"Pick up the gun and put the pigs on the run," sings a class of young African-Americans to the tune of Wilson Pickett's "Land of 1,000 Dances." The documentary The Black Power Mixtape 1967-1975 presents a collage of powerful images from America's turbulent racial history, from Black Panther Party school rooms to Attica Prison cells to Harlem's most impoverished streets.
Mixtape's origins lie in raw emotion as well as journalistic detachment. Filmmaker Göran Olsson draws on eight years of Swedish TV news footage of America's racial unrest, including the Rev. Martin Luther King Jr.'s assassination, the trial of activist Angela Davis and the rise of Louis Farrakhan to prominence in the Nation of Islam. Some segments include subtitled narration from the (obviously white) Swedish reporters of the day, but Mixtape also features present-day voice-over commentary from the film's subjects, including Davis, as well as contemporary musicians like Erykah Badu.
Based on generational hindsight as well as the perspective of European outsiders, The Black Power Mixtape encourages viewers to reassess the conventional wisdom about the race conflicts from the late 1960s through the mid-1970s. The film's 95-minute running length at times requires a superficial view of a period that demands the full Ken Burns treatment, but Mixtape serves as a compelling overture to further study.

◆ Given information:
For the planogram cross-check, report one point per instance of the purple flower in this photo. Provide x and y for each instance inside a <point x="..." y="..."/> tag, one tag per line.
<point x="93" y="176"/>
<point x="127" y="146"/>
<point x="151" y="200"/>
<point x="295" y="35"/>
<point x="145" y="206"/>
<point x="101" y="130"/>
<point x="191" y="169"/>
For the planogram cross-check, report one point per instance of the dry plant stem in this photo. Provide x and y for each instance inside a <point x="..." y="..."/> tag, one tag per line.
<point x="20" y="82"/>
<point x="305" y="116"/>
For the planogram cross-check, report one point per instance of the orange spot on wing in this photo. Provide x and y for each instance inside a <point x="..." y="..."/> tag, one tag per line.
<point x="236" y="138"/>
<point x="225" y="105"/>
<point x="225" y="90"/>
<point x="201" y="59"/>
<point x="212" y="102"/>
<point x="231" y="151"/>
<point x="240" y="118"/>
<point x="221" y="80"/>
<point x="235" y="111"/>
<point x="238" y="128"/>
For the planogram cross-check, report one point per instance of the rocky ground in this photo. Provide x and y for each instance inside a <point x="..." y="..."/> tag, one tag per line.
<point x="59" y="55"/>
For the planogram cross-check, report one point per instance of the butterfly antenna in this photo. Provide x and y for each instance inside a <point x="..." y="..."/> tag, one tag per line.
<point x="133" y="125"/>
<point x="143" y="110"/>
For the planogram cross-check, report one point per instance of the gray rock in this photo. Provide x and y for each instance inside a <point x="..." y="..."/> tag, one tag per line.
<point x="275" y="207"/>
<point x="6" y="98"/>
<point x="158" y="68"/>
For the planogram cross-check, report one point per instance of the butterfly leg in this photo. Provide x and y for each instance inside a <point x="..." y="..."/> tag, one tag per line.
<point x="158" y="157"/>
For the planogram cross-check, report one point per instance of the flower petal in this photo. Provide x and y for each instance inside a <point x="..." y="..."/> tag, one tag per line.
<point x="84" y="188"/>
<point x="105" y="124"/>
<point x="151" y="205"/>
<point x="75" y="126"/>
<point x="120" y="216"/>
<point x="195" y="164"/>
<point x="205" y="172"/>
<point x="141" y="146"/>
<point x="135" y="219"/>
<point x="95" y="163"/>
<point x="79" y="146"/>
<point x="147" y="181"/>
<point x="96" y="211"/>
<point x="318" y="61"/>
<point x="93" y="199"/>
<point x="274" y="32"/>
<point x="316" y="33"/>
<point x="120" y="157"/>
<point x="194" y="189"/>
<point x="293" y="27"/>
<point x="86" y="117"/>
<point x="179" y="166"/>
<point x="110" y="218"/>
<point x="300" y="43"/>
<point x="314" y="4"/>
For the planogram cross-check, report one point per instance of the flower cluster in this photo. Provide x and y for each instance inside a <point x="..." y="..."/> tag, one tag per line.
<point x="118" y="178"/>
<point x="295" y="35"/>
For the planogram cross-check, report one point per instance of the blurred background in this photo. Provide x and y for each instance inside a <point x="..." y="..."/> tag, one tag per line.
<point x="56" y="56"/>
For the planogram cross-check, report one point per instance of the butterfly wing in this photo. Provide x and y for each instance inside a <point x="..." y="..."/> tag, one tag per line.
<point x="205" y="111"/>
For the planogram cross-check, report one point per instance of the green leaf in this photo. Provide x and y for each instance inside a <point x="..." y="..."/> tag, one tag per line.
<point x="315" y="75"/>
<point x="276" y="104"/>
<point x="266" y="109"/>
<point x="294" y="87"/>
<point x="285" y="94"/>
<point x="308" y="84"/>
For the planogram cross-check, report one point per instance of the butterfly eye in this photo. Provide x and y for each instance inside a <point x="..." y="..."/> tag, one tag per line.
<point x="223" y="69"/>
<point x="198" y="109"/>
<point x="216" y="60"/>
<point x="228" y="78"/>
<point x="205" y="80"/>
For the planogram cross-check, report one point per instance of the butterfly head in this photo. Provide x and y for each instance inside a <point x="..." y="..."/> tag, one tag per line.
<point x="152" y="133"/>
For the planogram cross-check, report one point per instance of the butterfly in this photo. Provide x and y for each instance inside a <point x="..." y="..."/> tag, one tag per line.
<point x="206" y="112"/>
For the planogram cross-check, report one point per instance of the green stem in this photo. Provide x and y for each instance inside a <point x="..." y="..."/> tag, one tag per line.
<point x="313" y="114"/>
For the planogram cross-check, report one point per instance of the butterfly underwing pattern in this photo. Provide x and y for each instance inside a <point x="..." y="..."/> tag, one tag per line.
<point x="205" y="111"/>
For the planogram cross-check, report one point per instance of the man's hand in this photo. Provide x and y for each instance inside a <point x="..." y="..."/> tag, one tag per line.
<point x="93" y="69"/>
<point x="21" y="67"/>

◆ Problem set:
1. Could you return everything in the Black Power Mixtape review from "Mixtape's origins lie" down to "like Erykah Badu.", word for word?
2. Can you write the next part of the review of The Black Power Mixtape, picking up right after its final sentence?

◆ Responses in order:
1.
Mixtape's origins lie in raw emotion as well as journalistic detachment. Filmmaker Göran Olsson draws on eight years of Swedish TV news footage of America's racial unrest, including the Rev. Martin Luther King Jr.'s assassination, the trial of activist Angela Davis and the rise of Louis Farrakhan to prominence in the Nation of Islam. Some segments include subtitled narration from the (obviously white) Swedish reporters of the day, but Mixtape also features present-day voice-over commentary from the film's subjects, including Davis, as well as contemporary musicians like Erykah Badu.

2.
The film begins with the Civil Rights Movement at a transition point, and whether young Black Power leaders like Stokely Carmichael will renew MLK Jr.'s ethos of nonviolence. Exuding serene magnetism and a faint Trinidadian accent, Carmichael gently corrects King's beliefs about the effect of nonviolence on its opponents' conscience: "He only made one fallacious assumption ... The United States has no conscience" in the face of nonviolent protesters. One of the film's most moving moments finds Carmichael talking to his mother about how his family's early poverty could be traced to his father's employment problems, and further traced to racist hiring practices.
While imprisoned during her trial on trumped-up murder charges, Davis gives an electrifying interview about growing up under a cloud of menace in Jim Crow Alabama. Between the South's history of lynching and the 1968 assassinations, for activists to discuss self-defense seems reasonable, although the image of school kids singing about shooting at police officers will make many audiences uncomfortable.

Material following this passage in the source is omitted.